**REQUIREMENTS:** Rewrite the data below with every "pixel coordinates" changed to "x and y coordinates", keeping everything else the same. Omit the pictures from your version.

****************************************

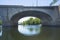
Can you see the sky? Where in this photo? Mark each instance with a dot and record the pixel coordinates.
(27, 2)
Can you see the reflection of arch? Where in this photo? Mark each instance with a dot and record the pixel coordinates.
(46, 19)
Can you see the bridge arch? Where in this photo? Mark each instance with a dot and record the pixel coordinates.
(46, 19)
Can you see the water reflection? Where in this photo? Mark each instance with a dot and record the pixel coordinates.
(29, 30)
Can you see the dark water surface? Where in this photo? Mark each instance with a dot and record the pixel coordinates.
(47, 33)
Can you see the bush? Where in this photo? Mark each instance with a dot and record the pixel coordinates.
(32, 21)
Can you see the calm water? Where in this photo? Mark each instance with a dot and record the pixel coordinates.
(47, 33)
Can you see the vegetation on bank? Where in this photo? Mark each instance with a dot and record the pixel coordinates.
(32, 21)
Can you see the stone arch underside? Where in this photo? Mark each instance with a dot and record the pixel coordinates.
(46, 19)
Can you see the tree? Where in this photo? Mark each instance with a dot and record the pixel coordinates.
(53, 2)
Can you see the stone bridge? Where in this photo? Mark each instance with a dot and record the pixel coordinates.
(10, 14)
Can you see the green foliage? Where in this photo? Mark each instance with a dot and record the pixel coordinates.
(32, 21)
(0, 22)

****************************************

**WORKED ANSWER:**
Can you see the sky? Where in this photo? Mark each instance with a dot and record the x and y coordinates.
(27, 2)
Can you see the reflection of arch? Where in this photo? Mark each instance with a dot and record the x and y coordinates.
(46, 19)
Can you see the bridge arch? Where in this photo? Mark each instance with a dot and record the x and y coordinates.
(46, 19)
Can you see the water reflection? Where in this photo? Mark each instance with a dot and record the x and y coordinates.
(29, 30)
Can you see the dark water surface? Where in this photo? Mark each instance with a dot and record the x and y coordinates.
(47, 33)
Can you see the bush? Where in this photo? Mark each instance with a dot and record the x and y coordinates.
(32, 21)
Can you see the calm water? Where in this photo? Mark each instance with a dot and record the x and y coordinates.
(47, 33)
Can you see the vegetation on bank? Where in this photo? Mark each instance with a dot and record the x and y coordinates.
(32, 21)
Can you see the stone arch underside? Where in this photo? Mark each instance with a dot and record the x and y coordinates.
(46, 19)
Can you see the tree? Where in this photo? Mark each instance with a dot and record the x and y coordinates.
(53, 2)
Can you see the stone bridge? Where in this photo? Mark each instance with a dot and record the x and y coordinates.
(10, 14)
Can you see the green foliage? Where in this photo? Mark each instance with a dot and record the x and y coordinates.
(32, 21)
(0, 22)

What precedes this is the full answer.